• [Consegna scritta]: Come riassumeresti in due frasi il brano su Giulia Caminito?

• [Estratto della fonte]:
La notevole presenza di Giulia Caminito sulla scena letteraria attuale non è più sorprendente, come accadde per l’esordio nel 2016 con La grande A, seguito da Un giorno verrà, i romanzi intervallati dalla pubblicazione di racconti e saggi, interventi critici e curatele editoriali di impronta militante, a sostegno di molte scrittrici italiane passate e presenti. Con fertile cadenza biennale, Caminito si ripresenta ora con L’acqua del lago non è mai dolce, dove riconferma la sua originalissima scrittura unita a una salda padronanza degli intrecci, e fin dal titolo lascia presagire una storia di amarezze affioranti o sommerse in acque infide.

• [Dati registrati]:

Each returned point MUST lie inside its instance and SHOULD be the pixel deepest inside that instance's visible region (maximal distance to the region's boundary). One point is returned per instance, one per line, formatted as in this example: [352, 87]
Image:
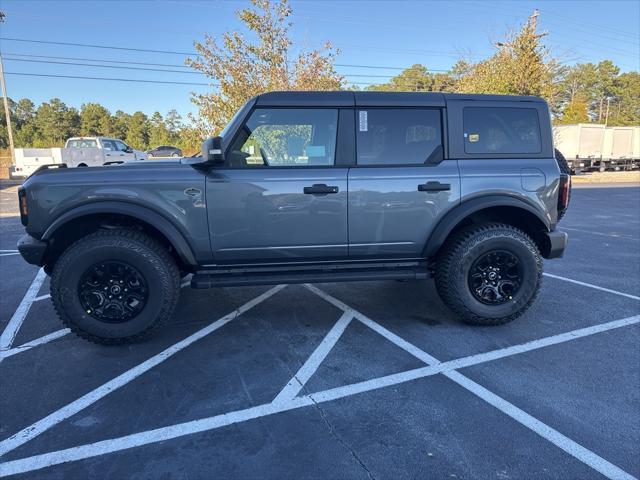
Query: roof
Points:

• [Soluzione dell'esercizio]: Giulia Caminito, esordita nel 2016 con La grande A e autrice poi di Un giorno verrà, oltre che di racconti, saggi, interventi critici e curatele a sostegno di scrittrici italiane, ha ormai una notevole presenza sulla scena letteraria attuale. Con cadenza biennale torna ora con L’acqua del lago non è mai dolce, romanzo che conferma la sua scrittura originalissima e la padronanza degli intrecci e che già dal titolo lascia presagire una storia di amarezze.